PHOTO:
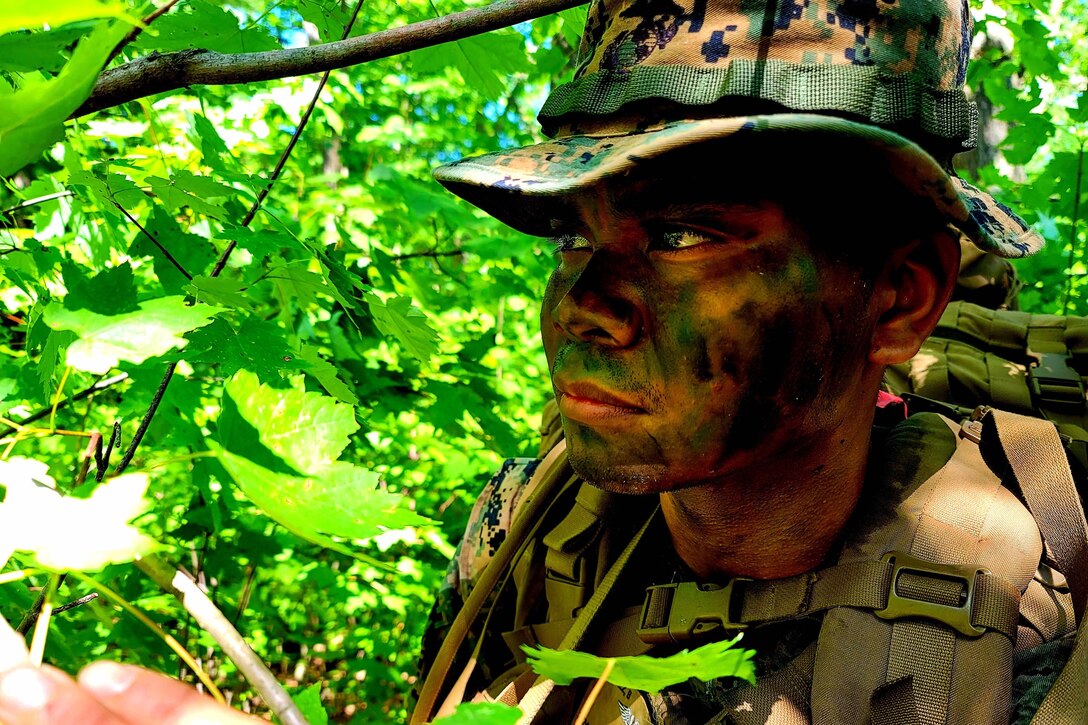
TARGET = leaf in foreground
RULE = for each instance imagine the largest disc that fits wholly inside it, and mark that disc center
(106, 340)
(482, 713)
(643, 672)
(63, 532)
(34, 115)
(282, 449)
----------------
Brief: Copy the data above line for line, skipping every picture.

Exercise solution:
PHOTO:
TARGET = leaf in foreground
RULE = for each instance imagine the largest disc that fits wholly inside it, and mark that disc center
(106, 340)
(482, 713)
(643, 672)
(63, 532)
(34, 115)
(282, 449)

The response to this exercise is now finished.